PROBLEM TO WORK ON »
Output the material below as a JSON list of strings, one string for each line, and omit any blank lines.

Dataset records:
----------

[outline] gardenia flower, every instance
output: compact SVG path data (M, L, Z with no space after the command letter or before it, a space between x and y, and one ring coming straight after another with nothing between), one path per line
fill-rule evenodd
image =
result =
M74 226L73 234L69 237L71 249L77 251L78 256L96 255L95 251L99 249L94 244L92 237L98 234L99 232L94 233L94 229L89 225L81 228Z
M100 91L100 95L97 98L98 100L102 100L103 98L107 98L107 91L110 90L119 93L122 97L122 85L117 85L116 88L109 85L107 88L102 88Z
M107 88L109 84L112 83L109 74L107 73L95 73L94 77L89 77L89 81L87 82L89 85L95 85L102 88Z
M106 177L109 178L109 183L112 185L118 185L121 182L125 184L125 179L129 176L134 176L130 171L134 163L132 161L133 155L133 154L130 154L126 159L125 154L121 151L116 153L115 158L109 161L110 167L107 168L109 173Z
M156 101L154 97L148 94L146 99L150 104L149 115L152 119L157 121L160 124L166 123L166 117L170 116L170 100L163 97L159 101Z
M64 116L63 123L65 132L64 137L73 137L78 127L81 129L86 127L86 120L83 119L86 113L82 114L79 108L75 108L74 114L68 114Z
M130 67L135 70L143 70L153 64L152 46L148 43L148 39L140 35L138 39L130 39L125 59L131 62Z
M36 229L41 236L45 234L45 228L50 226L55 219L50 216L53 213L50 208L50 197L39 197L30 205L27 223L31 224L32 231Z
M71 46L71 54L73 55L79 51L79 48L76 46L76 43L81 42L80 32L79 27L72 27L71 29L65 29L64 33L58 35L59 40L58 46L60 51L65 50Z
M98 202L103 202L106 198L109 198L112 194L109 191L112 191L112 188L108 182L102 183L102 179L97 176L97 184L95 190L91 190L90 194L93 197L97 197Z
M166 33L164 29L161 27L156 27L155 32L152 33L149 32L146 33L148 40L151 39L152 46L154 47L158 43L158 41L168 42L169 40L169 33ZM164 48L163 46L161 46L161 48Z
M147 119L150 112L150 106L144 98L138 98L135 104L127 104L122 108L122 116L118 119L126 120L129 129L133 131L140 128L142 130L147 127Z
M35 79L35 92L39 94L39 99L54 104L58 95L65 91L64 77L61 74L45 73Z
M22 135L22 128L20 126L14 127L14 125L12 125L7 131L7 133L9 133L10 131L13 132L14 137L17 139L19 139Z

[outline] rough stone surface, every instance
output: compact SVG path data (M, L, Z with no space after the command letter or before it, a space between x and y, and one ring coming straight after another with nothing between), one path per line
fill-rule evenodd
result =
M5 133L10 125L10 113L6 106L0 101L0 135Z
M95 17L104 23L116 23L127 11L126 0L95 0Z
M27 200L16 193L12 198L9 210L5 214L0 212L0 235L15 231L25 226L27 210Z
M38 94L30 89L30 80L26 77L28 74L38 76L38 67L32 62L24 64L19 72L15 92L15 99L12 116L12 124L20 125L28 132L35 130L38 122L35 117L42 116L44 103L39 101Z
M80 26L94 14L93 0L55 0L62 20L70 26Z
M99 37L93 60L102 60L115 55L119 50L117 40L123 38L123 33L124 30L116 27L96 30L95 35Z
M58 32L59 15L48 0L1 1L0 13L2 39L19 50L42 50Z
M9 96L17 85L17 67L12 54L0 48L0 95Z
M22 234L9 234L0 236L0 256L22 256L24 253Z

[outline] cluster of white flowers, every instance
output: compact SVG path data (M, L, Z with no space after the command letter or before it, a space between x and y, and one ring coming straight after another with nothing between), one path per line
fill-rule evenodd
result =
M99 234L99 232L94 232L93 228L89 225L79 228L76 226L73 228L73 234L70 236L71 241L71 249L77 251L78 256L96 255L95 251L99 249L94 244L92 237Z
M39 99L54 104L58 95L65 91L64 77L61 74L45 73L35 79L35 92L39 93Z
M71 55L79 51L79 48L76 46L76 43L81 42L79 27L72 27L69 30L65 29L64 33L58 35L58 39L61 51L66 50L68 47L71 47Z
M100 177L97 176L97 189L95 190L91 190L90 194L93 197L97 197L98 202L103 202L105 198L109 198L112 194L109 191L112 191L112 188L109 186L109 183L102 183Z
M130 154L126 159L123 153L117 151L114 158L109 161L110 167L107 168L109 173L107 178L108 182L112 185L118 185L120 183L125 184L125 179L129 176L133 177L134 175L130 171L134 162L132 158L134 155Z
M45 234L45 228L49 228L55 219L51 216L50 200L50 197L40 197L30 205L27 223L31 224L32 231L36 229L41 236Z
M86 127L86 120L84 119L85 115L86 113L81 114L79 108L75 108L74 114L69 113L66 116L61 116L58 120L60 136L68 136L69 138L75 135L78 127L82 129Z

----------

COMPLETED EXERCISE »
[
  "[outline] gardenia flower, every instance",
  "output: compact SVG path data (M, L, Z with no space after the command letter or before it, a space between x and y, and one ring coming straight after another with nothing between), one path per line",
  "fill-rule evenodd",
  "image =",
  "result =",
  "M74 226L73 234L69 237L71 249L77 251L78 256L96 255L95 251L99 249L94 244L92 237L98 234L99 232L94 233L94 229L89 225L81 228Z",
  "M100 91L100 95L97 98L98 100L102 100L103 98L107 98L107 91L110 90L119 93L122 97L122 85L117 85L116 88L109 85L107 88L102 88Z",
  "M107 88L109 84L112 83L109 74L107 73L95 73L94 77L89 77L89 81L87 82L89 85L95 85L102 88Z",
  "M106 177L109 178L109 183L112 185L118 185L121 182L125 184L125 179L129 176L134 176L130 171L134 163L132 161L133 155L133 154L130 154L126 159L125 154L121 151L116 153L115 158L109 161L110 167L107 168L109 173Z",
  "M156 101L154 97L148 94L146 99L150 104L149 115L152 119L157 121L160 124L166 123L166 117L170 116L170 100L163 97L159 101Z",
  "M64 116L63 123L65 132L64 137L73 137L78 127L81 129L86 127L86 120L83 119L86 113L82 114L79 108L75 108L74 114L68 114Z",
  "M130 67L135 70L143 70L153 64L152 46L148 43L148 39L140 35L138 39L130 39L125 59L131 62Z",
  "M36 229L41 236L45 234L45 228L50 226L55 219L50 216L53 213L50 208L50 197L39 197L30 205L27 223L31 224L32 231Z",
  "M71 46L71 54L73 55L79 51L79 48L76 46L76 43L81 42L80 32L79 27L72 27L71 29L65 29L64 33L58 35L59 40L58 46L60 51L65 50Z",
  "M98 202L103 202L106 198L109 198L112 194L109 191L112 191L112 188L108 182L102 183L102 179L97 176L97 184L95 190L91 190L90 194L93 197L97 197Z",
  "M166 33L164 29L161 27L156 27L155 32L152 33L149 32L146 33L148 40L151 39L152 46L154 47L158 43L158 41L168 42L169 40L169 33ZM164 48L163 46L161 46L161 48Z",
  "M147 119L150 112L150 106L144 98L138 98L135 104L127 104L122 108L122 116L118 119L126 120L129 129L133 131L140 128L142 130L147 127Z",
  "M35 79L35 92L39 94L39 99L54 104L58 95L65 91L64 77L61 74L45 73Z",
  "M22 135L22 128L20 126L14 127L14 125L12 125L7 131L7 133L9 133L10 131L13 132L14 137L17 139L19 139Z",
  "[outline] rough stone surface, every instance",
  "output: compact SVG path data (M, L, Z with no space after the command letter or before it, a space between x and y, and one ring coming straight after another with nothing between), one path per line",
  "fill-rule evenodd",
  "result =",
  "M5 133L10 125L10 113L6 106L0 101L0 135Z",
  "M95 17L104 23L116 23L127 11L126 0L95 0Z",
  "M27 200L16 193L12 198L9 210L5 214L0 212L0 235L15 231L25 226L27 210Z",
  "M38 94L30 89L30 80L26 77L28 74L38 76L38 67L32 62L24 64L19 72L15 92L15 99L12 116L12 124L20 125L28 132L35 130L38 122L35 117L42 116L44 103L39 101Z",
  "M80 26L94 14L93 0L55 0L62 20L70 26Z",
  "M99 37L93 60L102 60L115 55L119 50L117 40L123 38L123 33L124 30L116 27L96 30L95 35Z",
  "M58 32L59 15L48 0L1 1L0 13L2 39L19 50L42 50Z",
  "M9 96L17 85L17 67L12 54L0 48L0 95Z",
  "M22 234L9 234L0 236L0 256L22 256L24 253Z",
  "[outline] cluster of white flowers, every instance",
  "output: compact SVG path data (M, L, Z with no space after the command letter or before it, a space between x and y, and one ring coming straight after another with nothing between), one path per line",
  "fill-rule evenodd",
  "result =",
  "M99 234L99 232L94 232L93 228L89 225L79 228L76 226L73 228L73 234L70 236L71 241L71 249L77 251L78 256L96 255L95 251L99 249L94 244L92 237Z",
  "M39 99L54 104L58 95L65 91L64 77L61 74L45 73L35 79L35 92L39 93Z",
  "M71 55L79 51L79 48L76 46L76 43L81 42L79 27L72 27L69 30L65 29L64 33L58 35L58 39L61 51L66 50L68 47L71 47Z",
  "M100 177L97 176L97 189L95 190L91 190L90 194L93 197L97 197L98 202L103 202L105 198L109 198L112 194L109 191L112 191L112 188L109 186L109 183L102 183Z",
  "M130 154L126 159L123 153L117 151L114 158L109 161L110 167L107 168L109 173L107 178L108 182L112 185L118 185L120 183L125 184L125 179L129 176L133 177L134 175L130 171L134 162L132 158L134 155Z",
  "M45 234L45 228L49 228L55 219L51 216L50 200L50 197L40 197L30 205L27 223L31 224L32 231L36 229L41 236Z",
  "M86 127L86 120L84 119L85 115L86 113L81 114L79 108L75 108L74 114L69 113L66 116L61 116L58 120L60 136L68 136L69 138L75 135L78 127L82 129Z"
]